Collected data

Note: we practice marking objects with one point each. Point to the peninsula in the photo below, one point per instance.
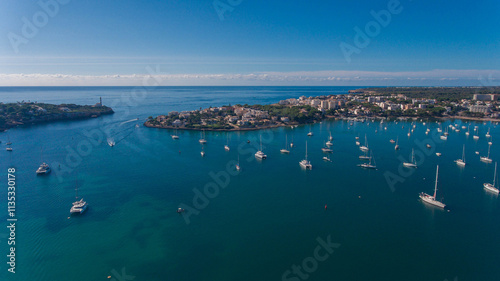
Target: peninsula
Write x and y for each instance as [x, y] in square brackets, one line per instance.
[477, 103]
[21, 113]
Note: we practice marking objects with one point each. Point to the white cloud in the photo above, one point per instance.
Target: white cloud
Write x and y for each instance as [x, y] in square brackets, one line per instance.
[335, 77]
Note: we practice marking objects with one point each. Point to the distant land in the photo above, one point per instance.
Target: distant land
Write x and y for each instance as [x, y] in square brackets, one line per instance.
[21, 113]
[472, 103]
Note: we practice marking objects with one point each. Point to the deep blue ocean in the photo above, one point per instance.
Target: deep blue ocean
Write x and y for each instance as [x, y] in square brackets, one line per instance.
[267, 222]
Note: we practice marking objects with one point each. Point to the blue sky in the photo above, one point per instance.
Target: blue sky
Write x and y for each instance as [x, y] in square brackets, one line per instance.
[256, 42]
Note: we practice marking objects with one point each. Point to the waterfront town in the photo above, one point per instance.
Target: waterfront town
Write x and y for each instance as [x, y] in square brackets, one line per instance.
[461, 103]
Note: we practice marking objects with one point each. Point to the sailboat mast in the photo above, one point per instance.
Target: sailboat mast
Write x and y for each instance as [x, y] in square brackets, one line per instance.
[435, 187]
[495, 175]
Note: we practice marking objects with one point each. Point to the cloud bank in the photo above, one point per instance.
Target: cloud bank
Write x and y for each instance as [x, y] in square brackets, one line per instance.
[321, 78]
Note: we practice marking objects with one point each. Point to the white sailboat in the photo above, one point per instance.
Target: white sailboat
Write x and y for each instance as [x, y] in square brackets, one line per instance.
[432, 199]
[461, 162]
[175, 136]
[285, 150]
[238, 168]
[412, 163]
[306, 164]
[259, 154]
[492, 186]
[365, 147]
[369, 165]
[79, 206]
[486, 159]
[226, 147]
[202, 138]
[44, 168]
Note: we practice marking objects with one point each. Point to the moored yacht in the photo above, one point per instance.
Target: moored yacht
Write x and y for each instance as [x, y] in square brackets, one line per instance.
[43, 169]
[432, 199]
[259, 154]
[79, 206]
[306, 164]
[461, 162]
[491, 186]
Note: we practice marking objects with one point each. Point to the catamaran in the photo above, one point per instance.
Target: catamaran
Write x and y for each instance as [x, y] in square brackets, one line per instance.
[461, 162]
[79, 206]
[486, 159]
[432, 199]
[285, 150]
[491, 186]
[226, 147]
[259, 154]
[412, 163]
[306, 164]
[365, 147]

==

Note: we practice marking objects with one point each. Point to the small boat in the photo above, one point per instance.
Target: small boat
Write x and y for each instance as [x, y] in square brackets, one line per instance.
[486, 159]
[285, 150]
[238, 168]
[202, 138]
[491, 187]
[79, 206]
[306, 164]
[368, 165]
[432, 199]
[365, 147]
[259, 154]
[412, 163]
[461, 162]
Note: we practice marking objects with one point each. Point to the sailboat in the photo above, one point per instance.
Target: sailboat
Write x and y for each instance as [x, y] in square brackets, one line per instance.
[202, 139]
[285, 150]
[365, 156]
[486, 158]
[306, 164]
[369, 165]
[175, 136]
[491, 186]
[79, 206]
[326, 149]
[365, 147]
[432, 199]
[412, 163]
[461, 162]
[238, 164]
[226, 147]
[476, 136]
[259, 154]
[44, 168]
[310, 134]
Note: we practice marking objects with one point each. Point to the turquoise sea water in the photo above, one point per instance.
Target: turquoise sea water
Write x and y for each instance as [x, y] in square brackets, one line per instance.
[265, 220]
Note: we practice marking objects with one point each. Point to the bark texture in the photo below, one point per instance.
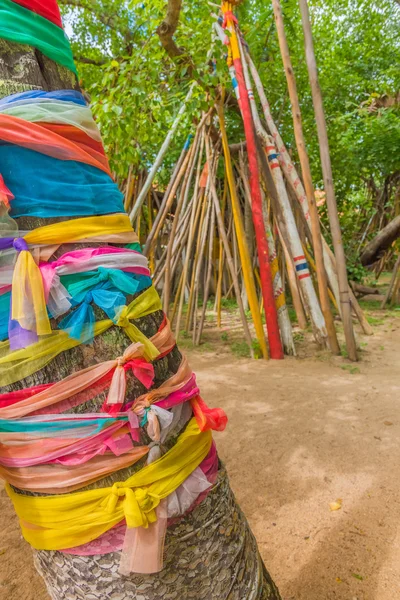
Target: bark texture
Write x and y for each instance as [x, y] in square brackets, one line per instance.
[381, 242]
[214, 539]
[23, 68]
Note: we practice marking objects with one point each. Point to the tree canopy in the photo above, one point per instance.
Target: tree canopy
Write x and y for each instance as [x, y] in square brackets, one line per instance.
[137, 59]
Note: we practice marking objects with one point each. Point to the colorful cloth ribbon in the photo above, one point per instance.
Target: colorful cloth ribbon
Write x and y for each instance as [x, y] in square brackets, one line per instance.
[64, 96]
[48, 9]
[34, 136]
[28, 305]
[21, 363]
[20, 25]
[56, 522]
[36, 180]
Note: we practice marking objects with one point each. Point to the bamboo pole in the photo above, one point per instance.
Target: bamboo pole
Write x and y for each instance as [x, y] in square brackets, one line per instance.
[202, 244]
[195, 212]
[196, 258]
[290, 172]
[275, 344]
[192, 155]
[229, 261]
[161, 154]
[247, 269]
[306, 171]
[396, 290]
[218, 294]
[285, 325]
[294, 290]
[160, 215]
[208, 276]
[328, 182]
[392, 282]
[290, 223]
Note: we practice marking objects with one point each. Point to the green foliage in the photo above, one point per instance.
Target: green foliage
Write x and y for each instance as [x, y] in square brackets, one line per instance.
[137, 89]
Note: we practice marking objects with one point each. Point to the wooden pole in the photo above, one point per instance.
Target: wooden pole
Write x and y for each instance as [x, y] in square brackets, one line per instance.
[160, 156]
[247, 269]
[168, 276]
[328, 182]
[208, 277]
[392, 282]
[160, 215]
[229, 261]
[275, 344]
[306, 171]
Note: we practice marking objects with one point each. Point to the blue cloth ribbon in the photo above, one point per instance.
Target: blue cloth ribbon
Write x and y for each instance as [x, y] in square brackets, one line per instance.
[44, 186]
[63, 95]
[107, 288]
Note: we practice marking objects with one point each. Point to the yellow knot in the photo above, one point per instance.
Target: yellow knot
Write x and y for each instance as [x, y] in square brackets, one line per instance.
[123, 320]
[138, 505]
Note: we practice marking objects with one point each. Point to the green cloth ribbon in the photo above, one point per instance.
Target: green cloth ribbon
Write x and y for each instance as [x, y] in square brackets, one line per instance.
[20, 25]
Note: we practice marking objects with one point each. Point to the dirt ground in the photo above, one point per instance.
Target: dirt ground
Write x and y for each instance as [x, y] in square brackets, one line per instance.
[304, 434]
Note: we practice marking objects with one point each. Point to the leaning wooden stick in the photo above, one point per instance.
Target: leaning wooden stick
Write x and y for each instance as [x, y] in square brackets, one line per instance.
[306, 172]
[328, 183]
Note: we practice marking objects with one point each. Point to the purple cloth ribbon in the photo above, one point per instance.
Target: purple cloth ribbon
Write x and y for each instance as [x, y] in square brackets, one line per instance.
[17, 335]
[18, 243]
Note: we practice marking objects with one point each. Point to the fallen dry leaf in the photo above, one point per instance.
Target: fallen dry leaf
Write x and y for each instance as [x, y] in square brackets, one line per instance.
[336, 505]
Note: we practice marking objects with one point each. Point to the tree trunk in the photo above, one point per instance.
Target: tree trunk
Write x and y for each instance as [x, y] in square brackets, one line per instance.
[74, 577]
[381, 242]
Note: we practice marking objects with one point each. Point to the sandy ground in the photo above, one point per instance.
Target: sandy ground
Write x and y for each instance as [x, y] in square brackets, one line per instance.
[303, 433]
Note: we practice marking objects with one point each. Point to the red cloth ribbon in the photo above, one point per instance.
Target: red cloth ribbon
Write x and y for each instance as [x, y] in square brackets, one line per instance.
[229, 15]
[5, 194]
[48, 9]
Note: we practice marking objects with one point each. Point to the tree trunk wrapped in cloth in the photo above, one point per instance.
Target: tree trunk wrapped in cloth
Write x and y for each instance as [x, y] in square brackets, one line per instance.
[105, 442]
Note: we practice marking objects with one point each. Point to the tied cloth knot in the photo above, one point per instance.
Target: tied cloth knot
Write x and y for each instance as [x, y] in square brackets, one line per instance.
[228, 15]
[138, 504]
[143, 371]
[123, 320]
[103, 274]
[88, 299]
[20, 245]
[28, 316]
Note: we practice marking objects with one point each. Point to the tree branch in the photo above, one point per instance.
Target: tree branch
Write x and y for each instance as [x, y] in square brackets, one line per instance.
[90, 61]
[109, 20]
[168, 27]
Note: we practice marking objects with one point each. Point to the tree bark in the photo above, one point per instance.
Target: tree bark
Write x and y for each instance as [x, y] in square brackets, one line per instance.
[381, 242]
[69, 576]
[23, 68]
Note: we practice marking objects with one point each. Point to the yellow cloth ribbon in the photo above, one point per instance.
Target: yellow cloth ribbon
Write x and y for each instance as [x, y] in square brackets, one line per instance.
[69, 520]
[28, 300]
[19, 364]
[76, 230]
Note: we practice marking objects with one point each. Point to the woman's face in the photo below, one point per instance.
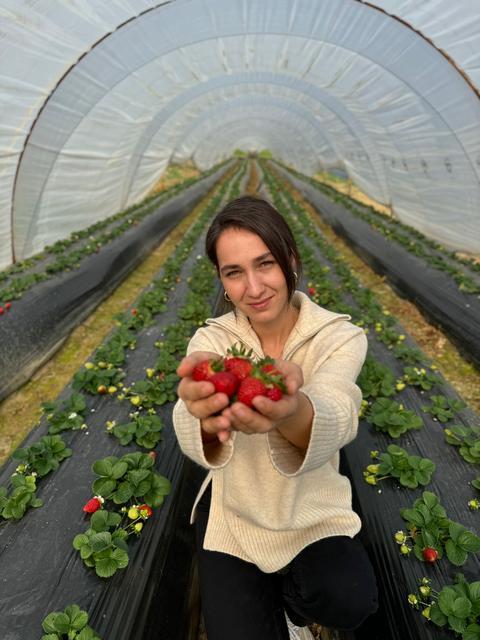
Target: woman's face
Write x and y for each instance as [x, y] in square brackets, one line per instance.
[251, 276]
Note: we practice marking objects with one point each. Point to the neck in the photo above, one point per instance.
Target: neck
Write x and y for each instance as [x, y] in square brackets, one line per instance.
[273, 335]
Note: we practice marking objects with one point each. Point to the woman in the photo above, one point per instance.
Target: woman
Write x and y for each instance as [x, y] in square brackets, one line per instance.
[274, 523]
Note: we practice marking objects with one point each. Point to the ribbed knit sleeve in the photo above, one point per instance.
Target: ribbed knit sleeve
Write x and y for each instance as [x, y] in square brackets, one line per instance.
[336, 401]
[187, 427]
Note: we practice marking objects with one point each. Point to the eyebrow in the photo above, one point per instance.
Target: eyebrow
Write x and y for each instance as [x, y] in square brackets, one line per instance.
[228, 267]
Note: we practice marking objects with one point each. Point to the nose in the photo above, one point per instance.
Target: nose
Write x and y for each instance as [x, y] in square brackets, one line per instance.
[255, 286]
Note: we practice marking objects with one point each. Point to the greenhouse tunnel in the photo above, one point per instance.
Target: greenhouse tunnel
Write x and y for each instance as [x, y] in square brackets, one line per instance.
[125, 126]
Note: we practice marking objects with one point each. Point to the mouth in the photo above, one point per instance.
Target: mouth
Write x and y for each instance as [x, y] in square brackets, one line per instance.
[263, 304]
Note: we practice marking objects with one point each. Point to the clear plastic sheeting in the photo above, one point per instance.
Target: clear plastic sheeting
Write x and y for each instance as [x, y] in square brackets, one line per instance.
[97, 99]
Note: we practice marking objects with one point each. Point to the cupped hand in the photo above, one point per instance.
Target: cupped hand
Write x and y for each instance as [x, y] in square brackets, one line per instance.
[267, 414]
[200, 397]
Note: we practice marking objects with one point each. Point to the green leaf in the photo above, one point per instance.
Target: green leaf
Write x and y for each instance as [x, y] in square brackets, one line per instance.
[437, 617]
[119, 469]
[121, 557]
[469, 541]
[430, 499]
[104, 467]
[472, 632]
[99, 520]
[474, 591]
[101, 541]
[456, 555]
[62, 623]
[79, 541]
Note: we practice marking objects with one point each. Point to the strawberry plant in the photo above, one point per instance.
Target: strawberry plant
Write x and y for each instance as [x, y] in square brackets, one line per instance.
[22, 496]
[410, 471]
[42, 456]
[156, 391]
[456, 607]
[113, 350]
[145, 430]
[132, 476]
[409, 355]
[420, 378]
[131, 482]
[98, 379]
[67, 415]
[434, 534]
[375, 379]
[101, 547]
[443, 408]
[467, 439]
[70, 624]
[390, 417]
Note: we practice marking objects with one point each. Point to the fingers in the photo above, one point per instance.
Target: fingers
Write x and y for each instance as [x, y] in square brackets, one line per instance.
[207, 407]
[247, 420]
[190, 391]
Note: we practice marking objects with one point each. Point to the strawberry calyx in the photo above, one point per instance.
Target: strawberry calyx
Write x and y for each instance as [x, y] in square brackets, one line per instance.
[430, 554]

TASK STATEMENT
Among the lines above, repeat exactly those from the line with "Target: blue cloth ribbon" to the line with "Target: red cloth ribbon", counting both ends.

EXPECTED ANSWER
Target: blue cloth ribbon
Write x and y for each instance as [x, y] in square brackets, one line per instance.
[44, 186]
[63, 95]
[107, 288]
Note: we practice marking objects with one point each. Point to the yellow knot in the photo above, one point per instance.
Target: yellow knot
Write x and y for each instance as [x, y] in square brackets, one line per instance.
[123, 320]
[138, 505]
Note: we practice marking objects with one point each. Point to the green cloth ribbon in the photo above, one point per instance.
Target: green cloth ribbon
Write x and y for each instance as [x, y] in square brackets, one line per instance.
[20, 25]
Note: we practice marking objects with one point each. Point to the dirt ground in the photo above, one point per instance.
Target: dirt ground
Write x and y for each instance as [x, y] in square brackets, one line per instance.
[304, 434]
Note: we practice marking objects with one point each. Point to the leaning wooden stick in the photo above, one point per instance.
Target: leaning wooden stick
Write x and y for each instance as [x, y] in square brackets, one line per instance.
[306, 172]
[328, 183]
Note: we practice marking objects with one point each. Point to the purple cloth ribbon in the photo above, one point per instance.
Target: purple cloth ribbon
Write x and y for each instance as [x, y] in square brackets, one line per instance.
[17, 335]
[18, 243]
Note: we practice marking objects with one point each. Point to the fallen dry leaf in the photo above, one point per instance.
Target: fallen dry leaf
Write x and y for each instance as [x, y] in square brackets, one line per instance.
[336, 505]
Note: we practice marking objects with one point each. Point to the tree trunk in the photo above, one point per instance.
Target: tree trunk
Write x and y for each instance as [x, y] in square brackets, one line per instance.
[74, 577]
[381, 242]
Note: we practice marking objects with one point each. Point to the sandy ground in the photo above, one point per instance.
Target: sandy ground
Write x and y for each instance as [x, y] in square brackets, one line per instance.
[303, 433]
Note: we practice marking objects with one point each. Point to the red cloth ribbon in the photo above, one point per instance.
Target: red cloth ribbon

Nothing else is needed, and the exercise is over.